▶ [Work task] Whenever a line below includes the string "white", show it.

^^^^^^^^

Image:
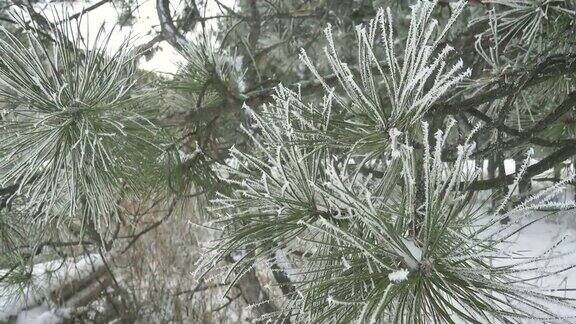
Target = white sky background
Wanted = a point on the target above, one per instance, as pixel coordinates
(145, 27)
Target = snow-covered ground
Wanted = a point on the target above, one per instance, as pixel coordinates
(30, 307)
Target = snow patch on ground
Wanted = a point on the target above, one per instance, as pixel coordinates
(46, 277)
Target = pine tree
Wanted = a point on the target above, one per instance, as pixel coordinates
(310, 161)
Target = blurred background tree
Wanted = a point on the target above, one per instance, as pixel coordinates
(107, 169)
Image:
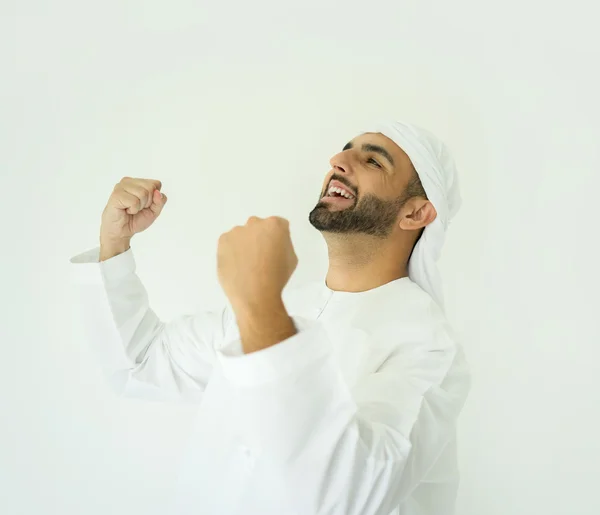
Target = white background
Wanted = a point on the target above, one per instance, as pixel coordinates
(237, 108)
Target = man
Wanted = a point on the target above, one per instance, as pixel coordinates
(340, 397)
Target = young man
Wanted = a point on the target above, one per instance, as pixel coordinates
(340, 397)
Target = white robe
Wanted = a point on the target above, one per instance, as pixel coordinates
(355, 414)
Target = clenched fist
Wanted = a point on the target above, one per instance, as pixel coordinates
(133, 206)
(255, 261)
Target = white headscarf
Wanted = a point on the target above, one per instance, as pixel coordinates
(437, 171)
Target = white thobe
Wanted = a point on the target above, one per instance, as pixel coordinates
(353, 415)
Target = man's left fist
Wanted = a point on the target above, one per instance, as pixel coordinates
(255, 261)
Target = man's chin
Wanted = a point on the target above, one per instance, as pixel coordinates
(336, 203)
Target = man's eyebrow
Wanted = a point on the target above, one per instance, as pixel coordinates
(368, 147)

^^^^^^^^

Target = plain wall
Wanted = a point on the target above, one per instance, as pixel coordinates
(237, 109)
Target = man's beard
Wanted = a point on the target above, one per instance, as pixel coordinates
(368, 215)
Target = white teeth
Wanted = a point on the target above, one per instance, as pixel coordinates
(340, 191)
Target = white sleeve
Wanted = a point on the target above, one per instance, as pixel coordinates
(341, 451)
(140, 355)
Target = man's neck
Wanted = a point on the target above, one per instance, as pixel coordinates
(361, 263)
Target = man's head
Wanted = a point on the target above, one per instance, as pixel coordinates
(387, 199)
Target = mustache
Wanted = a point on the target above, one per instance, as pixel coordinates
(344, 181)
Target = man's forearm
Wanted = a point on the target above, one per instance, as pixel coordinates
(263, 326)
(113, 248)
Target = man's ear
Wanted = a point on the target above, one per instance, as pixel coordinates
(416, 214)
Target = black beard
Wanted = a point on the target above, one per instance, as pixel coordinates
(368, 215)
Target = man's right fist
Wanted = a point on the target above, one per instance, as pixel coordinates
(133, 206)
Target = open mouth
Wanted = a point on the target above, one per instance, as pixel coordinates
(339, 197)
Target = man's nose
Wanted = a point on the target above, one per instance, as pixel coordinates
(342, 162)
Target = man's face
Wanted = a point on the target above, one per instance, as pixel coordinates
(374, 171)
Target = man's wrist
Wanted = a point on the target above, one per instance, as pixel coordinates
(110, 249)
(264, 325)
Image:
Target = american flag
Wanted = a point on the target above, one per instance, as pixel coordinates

^^^^^^^^

▶ [Solved exercise]
Target = white sky background
Target = white background
Target = white robe
Target = white headscarf
Target = white thobe
Target = white teeth
Target = white sleeve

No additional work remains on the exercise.